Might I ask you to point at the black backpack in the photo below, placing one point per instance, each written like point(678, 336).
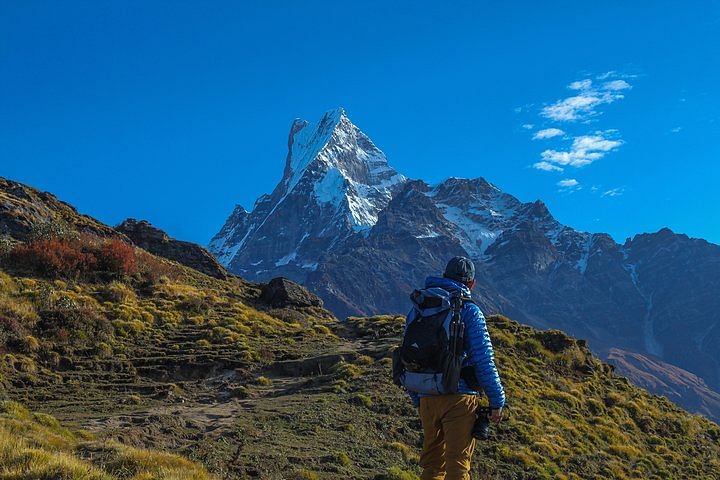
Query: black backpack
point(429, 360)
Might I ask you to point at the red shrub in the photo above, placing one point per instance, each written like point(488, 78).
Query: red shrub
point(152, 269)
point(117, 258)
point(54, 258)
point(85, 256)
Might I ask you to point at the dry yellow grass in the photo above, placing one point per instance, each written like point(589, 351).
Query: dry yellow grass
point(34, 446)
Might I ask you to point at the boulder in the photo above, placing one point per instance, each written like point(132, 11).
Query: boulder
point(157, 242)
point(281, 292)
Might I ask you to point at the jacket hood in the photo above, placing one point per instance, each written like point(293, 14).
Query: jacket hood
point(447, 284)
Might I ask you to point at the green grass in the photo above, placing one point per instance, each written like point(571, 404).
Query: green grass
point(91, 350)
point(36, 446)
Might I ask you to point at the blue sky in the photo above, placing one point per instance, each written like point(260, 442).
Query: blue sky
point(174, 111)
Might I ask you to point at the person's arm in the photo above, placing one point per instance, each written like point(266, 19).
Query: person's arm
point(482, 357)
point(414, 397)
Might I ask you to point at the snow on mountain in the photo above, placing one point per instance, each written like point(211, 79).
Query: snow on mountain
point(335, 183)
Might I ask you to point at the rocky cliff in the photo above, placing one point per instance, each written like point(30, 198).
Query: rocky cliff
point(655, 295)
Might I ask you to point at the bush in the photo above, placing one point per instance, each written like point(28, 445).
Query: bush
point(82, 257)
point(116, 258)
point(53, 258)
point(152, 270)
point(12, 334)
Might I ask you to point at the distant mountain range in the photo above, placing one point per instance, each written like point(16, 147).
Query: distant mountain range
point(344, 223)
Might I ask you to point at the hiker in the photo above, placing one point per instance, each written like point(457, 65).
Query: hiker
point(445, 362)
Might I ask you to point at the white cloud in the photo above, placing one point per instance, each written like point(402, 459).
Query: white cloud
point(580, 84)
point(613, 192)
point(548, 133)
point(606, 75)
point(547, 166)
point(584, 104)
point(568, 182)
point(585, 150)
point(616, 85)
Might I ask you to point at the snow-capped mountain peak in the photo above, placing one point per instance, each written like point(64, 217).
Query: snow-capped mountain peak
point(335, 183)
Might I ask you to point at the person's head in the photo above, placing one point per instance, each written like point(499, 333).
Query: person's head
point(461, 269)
* * *
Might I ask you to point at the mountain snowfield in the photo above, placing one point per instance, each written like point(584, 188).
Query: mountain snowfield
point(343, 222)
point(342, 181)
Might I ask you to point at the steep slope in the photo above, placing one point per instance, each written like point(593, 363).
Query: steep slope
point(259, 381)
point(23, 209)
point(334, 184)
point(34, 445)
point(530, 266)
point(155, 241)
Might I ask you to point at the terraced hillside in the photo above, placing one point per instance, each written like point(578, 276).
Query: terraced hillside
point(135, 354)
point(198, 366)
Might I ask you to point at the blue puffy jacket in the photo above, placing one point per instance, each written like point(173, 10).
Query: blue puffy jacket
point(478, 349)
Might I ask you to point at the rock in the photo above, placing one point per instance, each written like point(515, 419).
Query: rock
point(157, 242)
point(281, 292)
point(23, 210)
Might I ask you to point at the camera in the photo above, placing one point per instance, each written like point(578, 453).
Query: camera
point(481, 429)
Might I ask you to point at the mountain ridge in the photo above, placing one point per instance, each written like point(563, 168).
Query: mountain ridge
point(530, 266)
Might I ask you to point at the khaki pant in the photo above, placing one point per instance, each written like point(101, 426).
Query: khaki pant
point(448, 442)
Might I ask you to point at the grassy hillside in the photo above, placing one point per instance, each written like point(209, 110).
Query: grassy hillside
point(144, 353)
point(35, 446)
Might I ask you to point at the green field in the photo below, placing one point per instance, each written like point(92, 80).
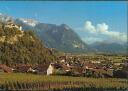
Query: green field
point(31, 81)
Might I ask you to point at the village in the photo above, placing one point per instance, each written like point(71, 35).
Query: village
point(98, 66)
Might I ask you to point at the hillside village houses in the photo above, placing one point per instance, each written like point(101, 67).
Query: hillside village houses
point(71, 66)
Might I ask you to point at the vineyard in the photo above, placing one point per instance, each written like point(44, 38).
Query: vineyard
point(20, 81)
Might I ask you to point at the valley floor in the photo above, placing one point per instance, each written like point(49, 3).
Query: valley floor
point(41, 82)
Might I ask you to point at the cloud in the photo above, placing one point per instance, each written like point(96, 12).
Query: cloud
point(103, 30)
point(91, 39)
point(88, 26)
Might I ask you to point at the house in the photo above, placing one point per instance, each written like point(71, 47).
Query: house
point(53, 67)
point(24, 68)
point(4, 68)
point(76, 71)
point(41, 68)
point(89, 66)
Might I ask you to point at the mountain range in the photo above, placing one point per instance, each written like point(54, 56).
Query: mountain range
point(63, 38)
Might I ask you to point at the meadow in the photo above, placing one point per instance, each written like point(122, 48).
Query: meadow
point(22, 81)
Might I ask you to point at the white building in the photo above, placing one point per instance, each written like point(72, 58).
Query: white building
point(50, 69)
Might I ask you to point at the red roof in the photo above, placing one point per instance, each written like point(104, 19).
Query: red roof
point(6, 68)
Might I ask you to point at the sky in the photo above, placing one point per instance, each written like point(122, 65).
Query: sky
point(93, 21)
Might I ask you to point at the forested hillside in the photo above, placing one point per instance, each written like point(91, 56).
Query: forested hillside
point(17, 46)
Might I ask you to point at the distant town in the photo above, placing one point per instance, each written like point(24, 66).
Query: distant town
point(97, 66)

[CHALLENGE] Gather every line in the data above that contains the word "forested", and copy each one as it appears.

[SOLUTION]
Might I ask you to point at the forested hillside in the photo above, placing one point per instance, each written like point(91, 56).
Query: forested hillside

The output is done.